*What to do*
A - List every section heading that appears in the extract on alternatives to incarceration.
B - Write out the entries word for word, from the line that contains "Where can you see the painted cliff?" down to the line that contains "<point>276,137</point>", including both of those lines.

*Source extract*
Independent evaluations of Cure Violence in Chicago found 30-60% reductions in shootings and killings in areas where it operated. A New York City evaluation found 50% reductions in shootings.

This approach doesn't put anyone in prison. It interrupts the cycle before violence occurs — which is far preferable to incarceration after the fact.

Restorative Justice Programs

As covered in depth elsewhere in this manual, restorative justice produces better outcomes on victim satisfaction, recidivism, and cost than standard punitive approaches for a wide range of offenses.

The Hollow Water Community Holistic Circle Healing process, developed by an Indigenous community in Manitoba, handles sexual abuse cases — one of the most challenging offense categories — through community circles and intensive support processes rather than prison. The program, operating since the late 1980s, has produced very low reoffending rates while keeping families and communities intact.

Oakland's Town Hall Project and similar community accountability programs handle neighborhood-level harm — property disputes, interpersonal conflict, threats — without police involvement, using trained community mediators.

Transformative Justice

Transformative justice goes beyond restorative justice by addressing the systemic conditions that produce harm, not just individual incidents. Mimi Kim, who developed Creative Interventions, has documented community-based responses to domestic violence and sexual harm that center survivor safety, accountability, and community transformation rather than incarceration. The results are imperfect — as is the criminal justice system — but they maintain community relationships and address harm without the criminogenic effects of imprisonment.

The Honest Limits

This article would not be honest if it didn't name the limits of current alternatives.

*Extracted data*
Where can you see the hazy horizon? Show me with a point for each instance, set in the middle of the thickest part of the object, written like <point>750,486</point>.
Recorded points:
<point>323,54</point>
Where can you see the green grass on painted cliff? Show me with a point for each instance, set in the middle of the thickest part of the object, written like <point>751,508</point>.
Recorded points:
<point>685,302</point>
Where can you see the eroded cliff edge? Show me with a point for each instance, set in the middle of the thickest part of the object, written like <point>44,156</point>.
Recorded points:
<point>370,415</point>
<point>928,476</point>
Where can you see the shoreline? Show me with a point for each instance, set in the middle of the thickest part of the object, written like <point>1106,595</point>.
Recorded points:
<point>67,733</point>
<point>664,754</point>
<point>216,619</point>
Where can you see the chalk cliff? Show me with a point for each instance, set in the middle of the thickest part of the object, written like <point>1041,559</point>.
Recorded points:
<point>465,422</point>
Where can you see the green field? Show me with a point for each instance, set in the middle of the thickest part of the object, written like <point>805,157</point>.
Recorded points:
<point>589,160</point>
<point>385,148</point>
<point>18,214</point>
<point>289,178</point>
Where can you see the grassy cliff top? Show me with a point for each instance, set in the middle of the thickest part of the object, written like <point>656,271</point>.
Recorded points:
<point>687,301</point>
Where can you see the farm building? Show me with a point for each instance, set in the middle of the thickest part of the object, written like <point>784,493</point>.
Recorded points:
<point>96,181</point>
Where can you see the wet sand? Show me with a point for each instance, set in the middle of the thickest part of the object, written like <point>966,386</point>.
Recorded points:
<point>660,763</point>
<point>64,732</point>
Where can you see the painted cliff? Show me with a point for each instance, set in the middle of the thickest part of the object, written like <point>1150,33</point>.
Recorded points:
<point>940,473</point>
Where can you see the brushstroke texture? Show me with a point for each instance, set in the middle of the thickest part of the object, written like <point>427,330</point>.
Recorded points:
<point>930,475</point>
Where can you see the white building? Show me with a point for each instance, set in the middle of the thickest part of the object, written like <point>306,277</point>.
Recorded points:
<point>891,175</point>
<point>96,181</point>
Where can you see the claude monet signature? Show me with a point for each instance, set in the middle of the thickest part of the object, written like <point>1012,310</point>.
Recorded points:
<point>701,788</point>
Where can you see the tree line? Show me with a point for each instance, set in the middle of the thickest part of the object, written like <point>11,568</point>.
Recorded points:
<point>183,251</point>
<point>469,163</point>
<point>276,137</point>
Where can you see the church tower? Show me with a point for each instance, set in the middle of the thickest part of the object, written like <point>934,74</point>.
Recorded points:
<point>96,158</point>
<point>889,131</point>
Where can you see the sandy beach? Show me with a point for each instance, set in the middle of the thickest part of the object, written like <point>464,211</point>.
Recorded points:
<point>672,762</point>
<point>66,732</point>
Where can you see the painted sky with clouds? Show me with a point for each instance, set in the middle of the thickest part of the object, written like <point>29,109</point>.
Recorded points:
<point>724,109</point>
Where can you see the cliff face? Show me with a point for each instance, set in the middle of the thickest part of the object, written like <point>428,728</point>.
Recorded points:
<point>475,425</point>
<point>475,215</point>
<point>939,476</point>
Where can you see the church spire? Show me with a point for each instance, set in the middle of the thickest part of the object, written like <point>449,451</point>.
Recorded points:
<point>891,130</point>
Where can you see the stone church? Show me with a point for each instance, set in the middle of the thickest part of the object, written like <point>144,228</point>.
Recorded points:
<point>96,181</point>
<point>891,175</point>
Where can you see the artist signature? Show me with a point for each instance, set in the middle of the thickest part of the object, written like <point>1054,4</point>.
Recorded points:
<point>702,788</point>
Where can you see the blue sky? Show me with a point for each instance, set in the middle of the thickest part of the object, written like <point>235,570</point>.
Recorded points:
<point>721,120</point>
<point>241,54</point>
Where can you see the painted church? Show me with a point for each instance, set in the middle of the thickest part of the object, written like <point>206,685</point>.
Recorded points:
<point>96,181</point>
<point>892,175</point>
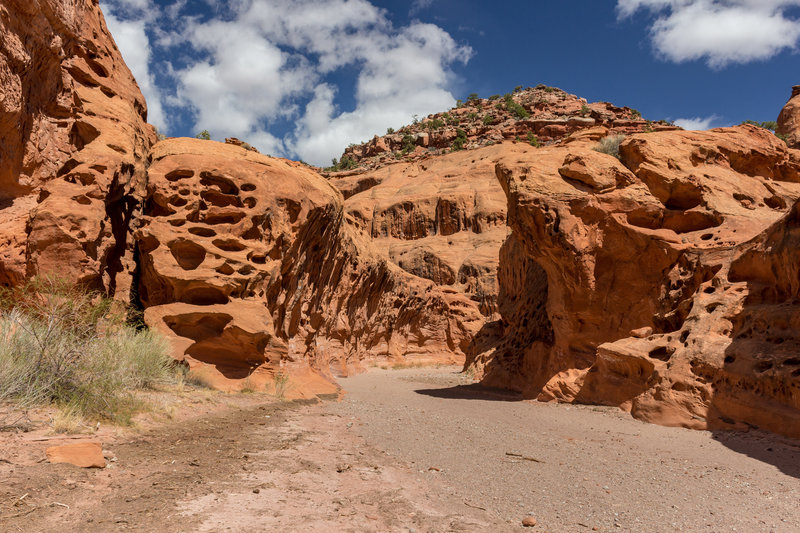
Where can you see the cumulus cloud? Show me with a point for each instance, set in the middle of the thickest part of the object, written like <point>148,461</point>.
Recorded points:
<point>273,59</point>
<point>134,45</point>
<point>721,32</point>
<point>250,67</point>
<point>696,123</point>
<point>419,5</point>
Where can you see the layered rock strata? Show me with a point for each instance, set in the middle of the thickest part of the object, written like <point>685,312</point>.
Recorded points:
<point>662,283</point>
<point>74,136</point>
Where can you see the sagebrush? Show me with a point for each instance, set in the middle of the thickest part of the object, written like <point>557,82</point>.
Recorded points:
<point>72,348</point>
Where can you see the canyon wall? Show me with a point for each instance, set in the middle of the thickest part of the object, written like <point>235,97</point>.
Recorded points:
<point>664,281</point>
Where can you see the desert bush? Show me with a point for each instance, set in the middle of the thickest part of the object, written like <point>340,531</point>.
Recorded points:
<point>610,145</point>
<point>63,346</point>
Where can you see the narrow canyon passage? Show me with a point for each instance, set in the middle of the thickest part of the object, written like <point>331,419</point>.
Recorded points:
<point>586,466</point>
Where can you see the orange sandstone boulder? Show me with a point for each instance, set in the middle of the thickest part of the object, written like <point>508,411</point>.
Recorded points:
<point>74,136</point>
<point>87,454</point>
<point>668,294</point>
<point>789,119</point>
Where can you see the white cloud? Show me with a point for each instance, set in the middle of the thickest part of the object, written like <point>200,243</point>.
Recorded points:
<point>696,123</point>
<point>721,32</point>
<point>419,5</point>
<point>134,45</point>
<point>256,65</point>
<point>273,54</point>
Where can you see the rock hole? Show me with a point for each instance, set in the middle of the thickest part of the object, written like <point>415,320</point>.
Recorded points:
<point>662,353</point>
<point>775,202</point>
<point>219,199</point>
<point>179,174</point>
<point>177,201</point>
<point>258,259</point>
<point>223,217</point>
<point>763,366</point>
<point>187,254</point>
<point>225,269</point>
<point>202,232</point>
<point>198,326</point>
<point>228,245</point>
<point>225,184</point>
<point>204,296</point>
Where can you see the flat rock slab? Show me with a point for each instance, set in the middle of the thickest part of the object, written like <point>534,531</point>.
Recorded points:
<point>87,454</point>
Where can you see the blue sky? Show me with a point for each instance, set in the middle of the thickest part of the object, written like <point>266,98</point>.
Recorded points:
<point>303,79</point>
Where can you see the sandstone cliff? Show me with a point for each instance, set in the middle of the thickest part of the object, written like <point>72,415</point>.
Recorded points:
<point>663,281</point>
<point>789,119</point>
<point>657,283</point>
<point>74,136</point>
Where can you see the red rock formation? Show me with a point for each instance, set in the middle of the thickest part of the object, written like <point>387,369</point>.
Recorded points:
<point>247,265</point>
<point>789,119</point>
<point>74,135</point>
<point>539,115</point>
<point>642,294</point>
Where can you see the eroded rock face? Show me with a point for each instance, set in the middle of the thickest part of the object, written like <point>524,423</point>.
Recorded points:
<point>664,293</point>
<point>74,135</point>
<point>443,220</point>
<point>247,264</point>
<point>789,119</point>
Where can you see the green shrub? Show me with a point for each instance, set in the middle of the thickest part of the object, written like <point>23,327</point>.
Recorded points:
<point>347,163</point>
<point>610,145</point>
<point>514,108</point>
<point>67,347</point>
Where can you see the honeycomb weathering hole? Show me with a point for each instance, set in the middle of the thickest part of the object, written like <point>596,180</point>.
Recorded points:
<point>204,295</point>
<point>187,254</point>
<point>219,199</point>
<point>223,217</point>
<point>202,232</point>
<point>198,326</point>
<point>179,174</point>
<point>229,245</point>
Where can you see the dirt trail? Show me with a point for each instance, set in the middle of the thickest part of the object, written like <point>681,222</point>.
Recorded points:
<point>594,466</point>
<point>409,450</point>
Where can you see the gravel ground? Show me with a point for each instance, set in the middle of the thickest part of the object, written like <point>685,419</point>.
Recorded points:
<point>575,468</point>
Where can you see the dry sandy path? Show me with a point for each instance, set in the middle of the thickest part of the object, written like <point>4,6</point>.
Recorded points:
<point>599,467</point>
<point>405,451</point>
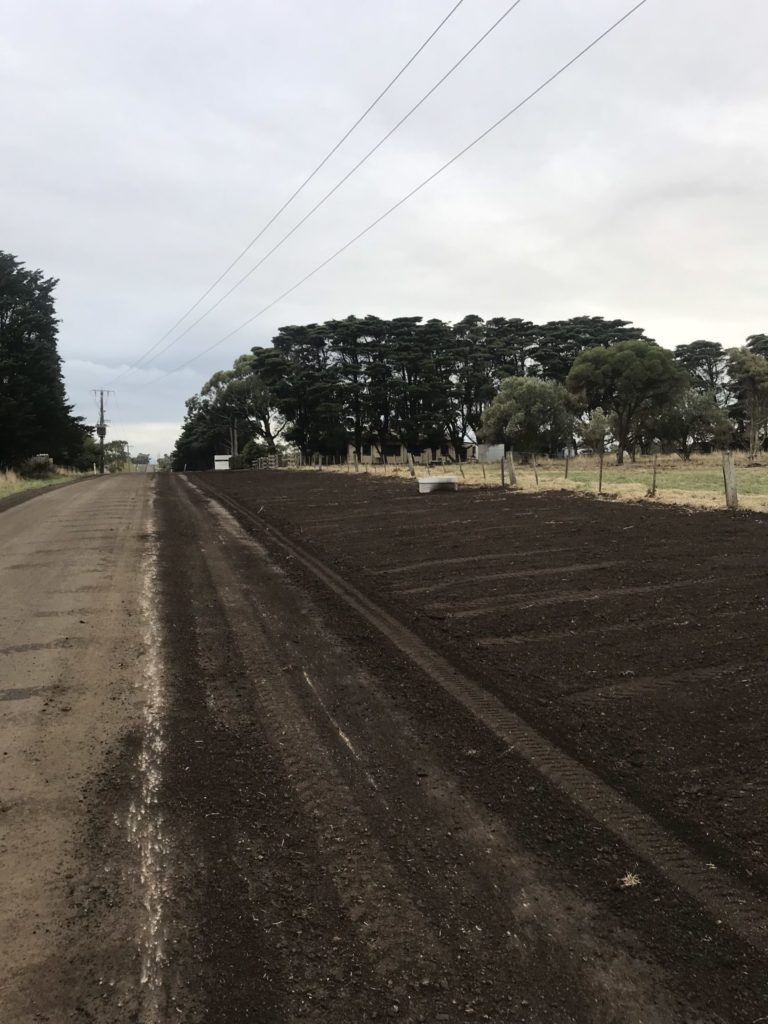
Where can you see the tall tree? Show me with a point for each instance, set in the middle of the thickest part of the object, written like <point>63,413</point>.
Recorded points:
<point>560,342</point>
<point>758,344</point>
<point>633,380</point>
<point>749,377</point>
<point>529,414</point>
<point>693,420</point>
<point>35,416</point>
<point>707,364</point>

* * *

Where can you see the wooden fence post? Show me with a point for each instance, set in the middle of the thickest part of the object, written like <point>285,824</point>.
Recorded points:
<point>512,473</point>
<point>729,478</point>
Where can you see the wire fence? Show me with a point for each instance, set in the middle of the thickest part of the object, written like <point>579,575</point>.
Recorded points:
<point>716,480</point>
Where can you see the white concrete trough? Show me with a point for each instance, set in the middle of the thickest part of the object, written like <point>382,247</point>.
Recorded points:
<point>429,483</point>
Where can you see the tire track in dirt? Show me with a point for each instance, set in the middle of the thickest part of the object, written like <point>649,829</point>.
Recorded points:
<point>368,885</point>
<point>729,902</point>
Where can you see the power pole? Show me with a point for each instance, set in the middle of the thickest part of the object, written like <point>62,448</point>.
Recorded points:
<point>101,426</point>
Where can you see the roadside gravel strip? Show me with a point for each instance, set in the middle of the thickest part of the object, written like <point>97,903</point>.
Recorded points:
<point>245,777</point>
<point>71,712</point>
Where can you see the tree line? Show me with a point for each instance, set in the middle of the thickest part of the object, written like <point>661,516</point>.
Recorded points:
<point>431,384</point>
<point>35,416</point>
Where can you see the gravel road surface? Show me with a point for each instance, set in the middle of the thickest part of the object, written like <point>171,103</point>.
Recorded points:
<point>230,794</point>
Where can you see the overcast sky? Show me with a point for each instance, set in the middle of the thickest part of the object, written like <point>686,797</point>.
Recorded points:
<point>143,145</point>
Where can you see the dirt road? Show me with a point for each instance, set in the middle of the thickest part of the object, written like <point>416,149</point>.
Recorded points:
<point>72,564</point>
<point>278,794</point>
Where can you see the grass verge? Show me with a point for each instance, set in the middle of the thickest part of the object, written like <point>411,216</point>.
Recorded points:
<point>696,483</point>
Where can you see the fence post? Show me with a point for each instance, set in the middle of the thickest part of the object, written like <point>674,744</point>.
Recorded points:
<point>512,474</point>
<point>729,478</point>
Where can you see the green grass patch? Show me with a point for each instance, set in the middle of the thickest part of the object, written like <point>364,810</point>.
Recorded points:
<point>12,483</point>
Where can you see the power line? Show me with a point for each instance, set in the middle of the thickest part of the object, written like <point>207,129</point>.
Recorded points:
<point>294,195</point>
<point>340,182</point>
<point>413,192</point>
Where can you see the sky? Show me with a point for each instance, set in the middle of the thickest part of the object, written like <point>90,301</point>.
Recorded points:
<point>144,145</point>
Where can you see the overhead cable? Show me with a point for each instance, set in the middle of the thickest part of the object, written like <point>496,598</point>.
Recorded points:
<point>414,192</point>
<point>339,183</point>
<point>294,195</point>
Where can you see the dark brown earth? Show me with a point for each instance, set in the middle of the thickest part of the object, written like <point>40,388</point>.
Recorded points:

...

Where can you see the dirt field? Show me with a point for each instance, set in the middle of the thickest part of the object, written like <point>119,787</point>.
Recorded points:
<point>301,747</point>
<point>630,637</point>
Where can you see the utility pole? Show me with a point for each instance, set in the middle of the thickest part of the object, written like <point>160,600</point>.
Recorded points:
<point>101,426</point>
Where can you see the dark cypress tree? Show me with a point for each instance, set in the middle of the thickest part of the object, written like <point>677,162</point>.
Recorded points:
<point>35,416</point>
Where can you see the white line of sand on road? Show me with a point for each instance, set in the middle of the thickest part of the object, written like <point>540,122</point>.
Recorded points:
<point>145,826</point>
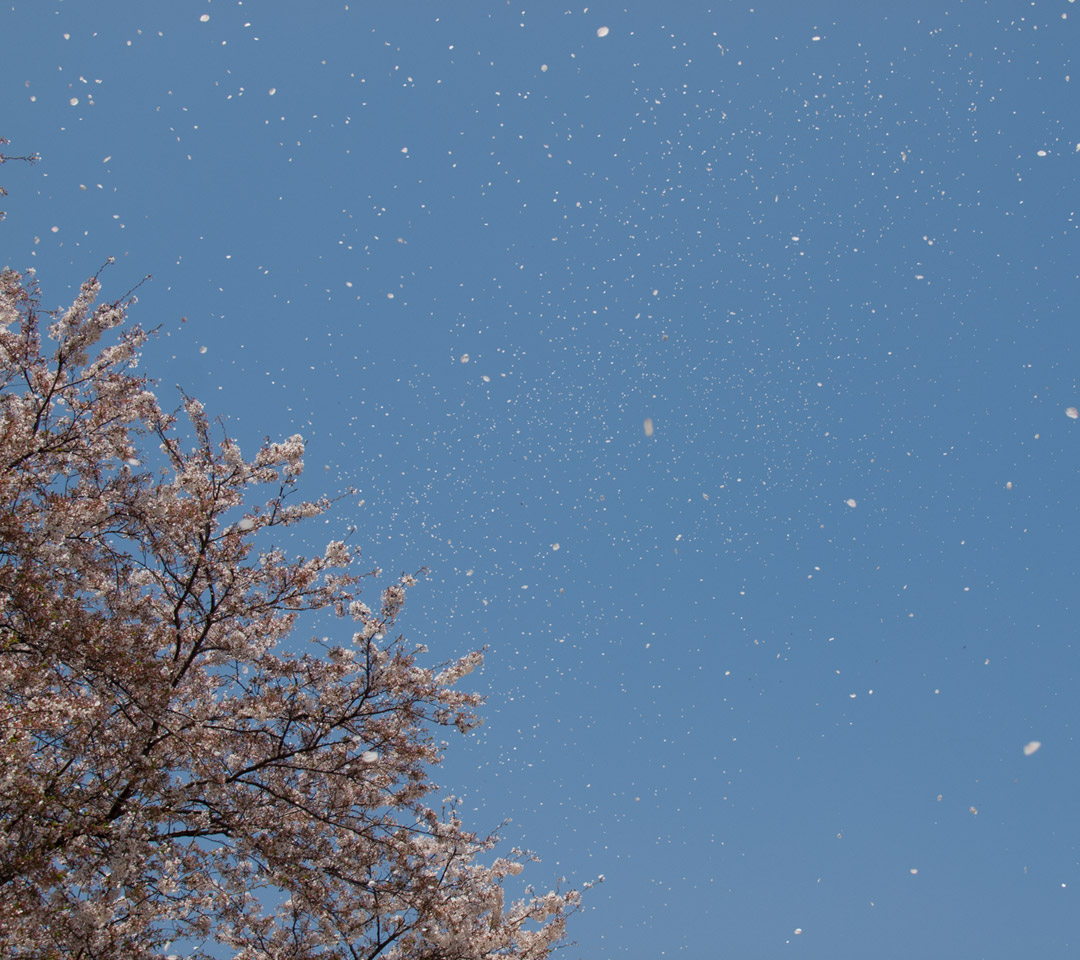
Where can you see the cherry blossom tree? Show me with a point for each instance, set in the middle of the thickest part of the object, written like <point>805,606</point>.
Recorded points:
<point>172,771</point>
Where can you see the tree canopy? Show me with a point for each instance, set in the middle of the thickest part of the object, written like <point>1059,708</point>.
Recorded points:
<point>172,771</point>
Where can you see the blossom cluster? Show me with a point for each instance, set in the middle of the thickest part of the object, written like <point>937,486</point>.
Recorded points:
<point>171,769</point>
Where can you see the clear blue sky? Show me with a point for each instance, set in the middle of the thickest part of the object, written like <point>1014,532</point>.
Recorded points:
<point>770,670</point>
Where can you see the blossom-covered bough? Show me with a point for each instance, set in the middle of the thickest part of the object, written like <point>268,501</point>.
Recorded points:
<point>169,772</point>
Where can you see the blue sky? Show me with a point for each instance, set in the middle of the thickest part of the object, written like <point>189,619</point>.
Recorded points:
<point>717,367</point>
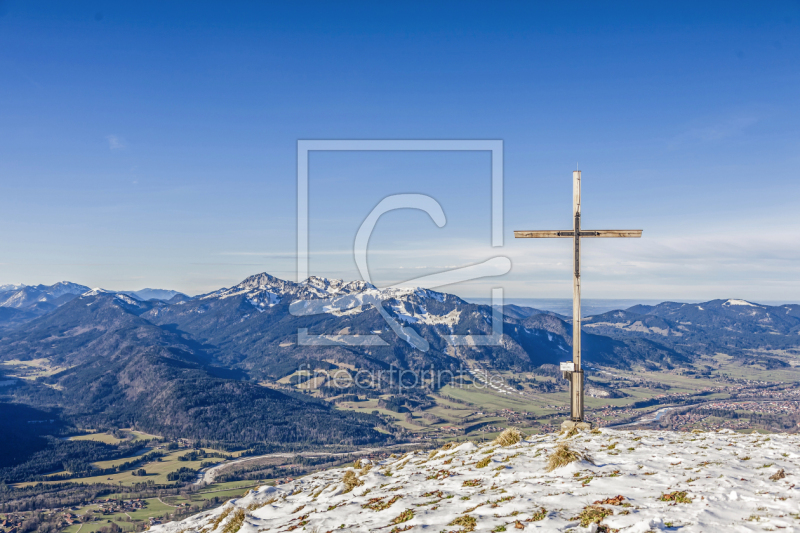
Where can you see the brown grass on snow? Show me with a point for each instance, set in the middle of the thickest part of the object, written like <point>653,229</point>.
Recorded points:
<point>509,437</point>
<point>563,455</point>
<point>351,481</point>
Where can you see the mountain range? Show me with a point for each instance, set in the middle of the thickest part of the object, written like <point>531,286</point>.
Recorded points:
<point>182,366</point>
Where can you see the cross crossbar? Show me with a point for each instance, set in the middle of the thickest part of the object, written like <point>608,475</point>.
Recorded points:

*Answers*
A -
Restorative Justice Programs
Transformative Justice
The Honest Limits

B -
Where can you see the painted cliff? Show me with a point for each instance, set in the middle of the thickest part of the object, written like <point>1150,33</point>.
Recorded points:
<point>940,473</point>
Where can you see the brushstroke texture? Show me with a point for each instance, set in the middle of the thickest part of the object, written like <point>427,330</point>.
Recorded points:
<point>930,475</point>
Where can you see the white building? Show me with a point for each instance, set in the middle of the thickest part of the object, written like <point>306,277</point>.
Recorded points:
<point>891,175</point>
<point>96,181</point>
Where can you see the claude monet signature? Show me with a point for each instance, set in the middle of the thickest part of the object, written like <point>1012,310</point>.
Recorded points:
<point>701,788</point>
Where can you see the tree line? Show me with a point for each instance, set in the middle of the thickest part of the object, written like <point>11,568</point>.
Recorded points:
<point>183,251</point>
<point>469,163</point>
<point>276,137</point>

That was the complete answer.